Chapter IV presented a blueprint for reforming the deposit insurance system in India, along with some of the organizational issues pertaining to the Corporation (DICGC). The reformed Corporation, which is proposed to be named as the Deposit Insurance Corporation (DIC) - as it was before July 15, 1978 - will have the responsibility of carrying out the following functions:

 
  • Insurance of bank deposits as defined
  • Maintenance of adequate bank insurance funds
  • Administration of risk-related deposit insurance premium as prescribed from time to time, which, in turn, would necessitate the Corporation to monitor the health of the insured banks on a continuous basis.
  • Play a pro-active role in resolving a fragile/insolvent bank expeditiously when it is a going concern rather than a gone concern on least cost basis so that the viability and stability of the financial system is not affected.
  • Build an adequate capital base for itself to undertake the abovementioned tasks.

5.2.In undertaking the abovementioned tasks, the Corporation should be in a position to provide a viable safety net as well as facilitate an orderly exit of inefficient entities and their restructuring. The Deposit Insurance Agency (DIA) has not only to administer deposit insurance efficiently, but also play an important role in reducing the time between an entity’s insolvency and its resolution. The Basle 'Core Principles' identifies ‘compliance with laws’ as well as ‘safety and soundness concerns’ as the pre-conditions for ‘effective banking supervision’. This is where the FDIC’s experience becomes very relevant. In this chapter we look at some of the legal implications of the proposed changes in the role and functions of the Corporation.

EXERCISE REQUIREMENTS ->
a) In the deposit insurance reform passage, change "Deposit Insurance Agency" to "Deposit Insurance Authority" and write out the part starting with "5.2.In undertaking the" and going on through "of the Corporation.".
b) Could you rewrite the paragraph of the deposit insurance reform passage that begins "5.2.In undertaking the abovementioned tasks" more briefly, keeping its main facts?

DATA SUPPLIED ->
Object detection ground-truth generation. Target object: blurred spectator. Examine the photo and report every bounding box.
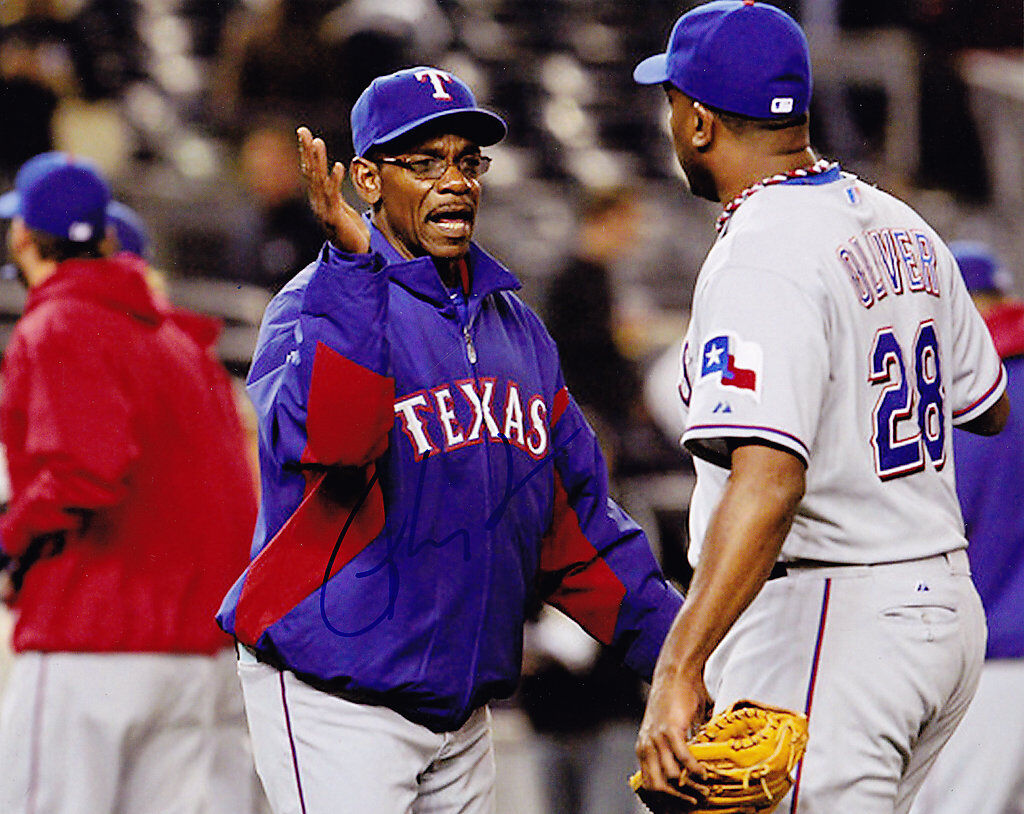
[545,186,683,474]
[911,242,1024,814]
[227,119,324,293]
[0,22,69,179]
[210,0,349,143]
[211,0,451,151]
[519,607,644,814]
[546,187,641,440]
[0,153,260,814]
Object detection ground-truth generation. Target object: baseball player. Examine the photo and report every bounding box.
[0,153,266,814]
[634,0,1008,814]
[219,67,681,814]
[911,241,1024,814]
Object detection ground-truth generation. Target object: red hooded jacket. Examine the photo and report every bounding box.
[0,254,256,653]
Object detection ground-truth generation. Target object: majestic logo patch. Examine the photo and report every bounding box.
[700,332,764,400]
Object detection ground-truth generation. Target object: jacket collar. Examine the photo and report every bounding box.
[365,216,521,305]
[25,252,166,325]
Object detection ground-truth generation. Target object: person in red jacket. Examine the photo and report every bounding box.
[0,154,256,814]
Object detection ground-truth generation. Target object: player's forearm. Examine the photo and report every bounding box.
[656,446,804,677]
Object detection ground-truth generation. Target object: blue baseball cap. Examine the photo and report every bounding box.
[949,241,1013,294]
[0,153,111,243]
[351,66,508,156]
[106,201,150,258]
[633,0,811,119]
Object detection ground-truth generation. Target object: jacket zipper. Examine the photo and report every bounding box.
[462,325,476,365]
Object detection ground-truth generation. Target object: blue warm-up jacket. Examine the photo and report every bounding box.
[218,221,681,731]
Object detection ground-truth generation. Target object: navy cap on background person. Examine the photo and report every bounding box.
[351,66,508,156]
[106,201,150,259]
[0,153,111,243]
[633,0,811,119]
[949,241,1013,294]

RESULTS ->
a)
5.2.In undertaking the abovementioned tasks, the Corporation should be in a position to provide a viable safety net as well as facilitate an orderly exit of inefficient entities and their restructuring. The Deposit Insurance Authority (DIA) has not only to administer deposit insurance efficiently, but also play an important role in reducing the time between an entity’s insolvency and its resolution. The Basle 'Core Principles' identifies ‘compliance with laws’ as well as ‘safety and soundness concerns’ as the pre-conditions for ‘effective banking supervision’. This is where the FDIC’s experience becomes very relevant. In this chapter we look at some of the legal implications of the proposed changes in the role and functions of the Corporation.

b) In carrying out these tasks, the Corporation should provide a viable safety net and facilitate the orderly exit and restructuring of inefficient entities. The Deposit Insurance Agency (DIA) must administer deposit insurance efficiently and help shorten the time between an entity's insolvency and its resolution. The Basle 'Core Principles' name 'compliance with laws' and 'safety and soundness concerns' as pre-conditions for 'effective banking supervision,' which makes the FDIC's experience very relevant. This chapter examines some legal implications of the proposed changes to the Corporation's role and functions.